◆ **Stated problem**
Collect every line of the records that contains the word "outline", treating uppercase and lowercase as different.

◆ **Provided material**
+++
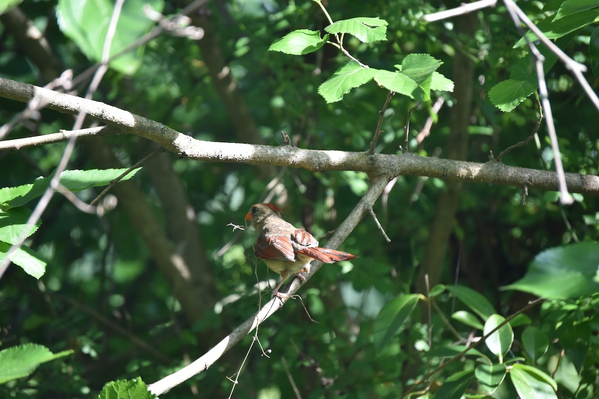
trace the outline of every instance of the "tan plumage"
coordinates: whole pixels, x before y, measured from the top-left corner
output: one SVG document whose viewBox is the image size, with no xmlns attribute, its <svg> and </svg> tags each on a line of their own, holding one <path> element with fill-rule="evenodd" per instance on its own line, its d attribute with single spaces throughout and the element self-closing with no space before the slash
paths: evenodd
<svg viewBox="0 0 599 399">
<path fill-rule="evenodd" d="M 305 281 L 300 273 L 308 272 L 313 259 L 334 263 L 358 257 L 342 251 L 318 246 L 318 241 L 312 234 L 283 220 L 281 213 L 276 205 L 263 203 L 253 205 L 246 215 L 246 220 L 252 222 L 258 232 L 256 257 L 263 259 L 269 269 L 281 275 L 282 279 L 273 290 L 273 295 L 285 296 L 279 288 L 289 274 Z"/>
</svg>

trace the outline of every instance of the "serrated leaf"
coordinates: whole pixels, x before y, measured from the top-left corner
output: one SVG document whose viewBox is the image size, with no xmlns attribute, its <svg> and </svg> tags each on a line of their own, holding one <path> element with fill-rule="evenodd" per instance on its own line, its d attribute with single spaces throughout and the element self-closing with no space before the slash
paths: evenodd
<svg viewBox="0 0 599 399">
<path fill-rule="evenodd" d="M 497 313 L 486 298 L 472 288 L 463 285 L 447 285 L 447 289 L 483 320 Z"/>
<path fill-rule="evenodd" d="M 41 345 L 26 343 L 0 351 L 0 383 L 26 377 L 41 363 L 73 353 L 65 351 L 53 354 Z"/>
<path fill-rule="evenodd" d="M 550 299 L 579 298 L 599 291 L 599 243 L 581 242 L 544 251 L 524 277 L 504 287 Z"/>
<path fill-rule="evenodd" d="M 498 325 L 506 321 L 506 318 L 499 315 L 492 315 L 485 323 L 483 334 L 488 334 Z M 493 333 L 485 341 L 489 350 L 499 358 L 499 363 L 503 363 L 503 355 L 512 348 L 514 342 L 514 331 L 509 323 L 506 323 Z"/>
<path fill-rule="evenodd" d="M 110 55 L 132 44 L 146 34 L 156 23 L 142 13 L 144 5 L 161 12 L 164 0 L 127 0 L 119 15 L 110 45 Z M 74 41 L 90 60 L 99 61 L 114 2 L 110 0 L 60 0 L 56 16 L 60 31 Z M 132 74 L 141 65 L 144 46 L 123 54 L 110 62 L 110 66 L 121 72 Z"/>
<path fill-rule="evenodd" d="M 10 245 L 0 241 L 0 263 L 6 259 L 10 246 Z M 13 263 L 20 266 L 27 274 L 37 279 L 44 275 L 48 264 L 41 255 L 25 245 L 21 245 L 13 251 L 9 258 Z"/>
<path fill-rule="evenodd" d="M 530 82 L 508 79 L 500 82 L 489 90 L 489 99 L 504 112 L 509 112 L 518 106 L 531 94 L 536 87 Z"/>
<path fill-rule="evenodd" d="M 353 35 L 363 43 L 387 39 L 387 22 L 384 19 L 359 17 L 344 19 L 325 28 L 329 33 Z"/>
<path fill-rule="evenodd" d="M 380 352 L 397 332 L 412 314 L 418 303 L 417 294 L 403 295 L 388 302 L 380 310 L 374 321 L 373 339 L 374 349 Z"/>
<path fill-rule="evenodd" d="M 510 377 L 522 399 L 557 399 L 555 381 L 538 368 L 516 363 Z"/>
<path fill-rule="evenodd" d="M 589 10 L 583 13 L 568 15 L 557 20 L 546 18 L 539 22 L 536 25 L 548 39 L 553 40 L 592 23 L 598 16 L 599 16 L 599 10 Z M 528 32 L 526 34 L 526 37 L 531 42 L 539 40 L 537 35 L 532 32 Z M 526 44 L 526 38 L 522 37 L 514 45 L 514 48 L 525 45 Z"/>
<path fill-rule="evenodd" d="M 435 71 L 432 72 L 432 77 L 431 78 L 431 90 L 453 92 L 453 81 L 451 79 L 447 79 Z"/>
<path fill-rule="evenodd" d="M 522 331 L 522 346 L 533 361 L 536 361 L 545 354 L 549 348 L 549 339 L 547 333 L 536 327 L 527 327 Z"/>
<path fill-rule="evenodd" d="M 339 101 L 352 89 L 371 80 L 376 71 L 362 68 L 355 61 L 350 61 L 321 84 L 318 88 L 318 93 L 326 102 Z"/>
<path fill-rule="evenodd" d="M 329 35 L 325 35 L 321 39 L 318 31 L 299 29 L 274 41 L 268 47 L 268 51 L 302 55 L 316 51 L 325 45 L 328 38 Z"/>
<path fill-rule="evenodd" d="M 134 169 L 121 181 L 128 180 L 141 168 Z M 65 170 L 60 175 L 60 182 L 71 191 L 86 190 L 90 187 L 107 185 L 128 170 L 127 168 L 113 169 L 90 169 L 87 170 Z M 52 176 L 36 179 L 33 184 L 0 189 L 0 205 L 4 210 L 21 206 L 42 194 L 50 185 Z"/>
<path fill-rule="evenodd" d="M 435 394 L 435 398 L 460 399 L 474 379 L 474 370 L 466 370 L 456 373 L 445 380 Z"/>
<path fill-rule="evenodd" d="M 24 206 L 0 211 L 0 241 L 16 244 L 35 233 L 41 222 L 28 224 L 31 215 L 31 211 Z"/>
<path fill-rule="evenodd" d="M 443 63 L 428 54 L 410 54 L 401 64 L 401 73 L 411 78 L 418 84 L 430 80 L 432 72 Z"/>
<path fill-rule="evenodd" d="M 422 89 L 414 80 L 401 72 L 390 72 L 376 69 L 374 80 L 385 89 L 407 96 L 410 98 L 422 97 Z"/>
<path fill-rule="evenodd" d="M 553 17 L 553 21 L 597 7 L 599 7 L 599 1 L 597 0 L 566 0 L 559 6 L 557 14 Z"/>
<path fill-rule="evenodd" d="M 99 399 L 153 399 L 156 395 L 148 391 L 147 385 L 138 377 L 132 380 L 108 382 L 98 396 Z"/>
</svg>

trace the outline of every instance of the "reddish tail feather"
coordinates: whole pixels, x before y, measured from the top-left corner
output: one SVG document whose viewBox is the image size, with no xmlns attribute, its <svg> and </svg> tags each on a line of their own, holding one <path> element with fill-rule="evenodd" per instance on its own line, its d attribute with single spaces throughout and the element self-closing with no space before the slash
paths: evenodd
+++
◆ **Exercise answer**
trace the outline of every instance of the "tan plumage"
trace the outline of every instance of the "serrated leaf"
trace the outline of every instance of the "reddish tail feather"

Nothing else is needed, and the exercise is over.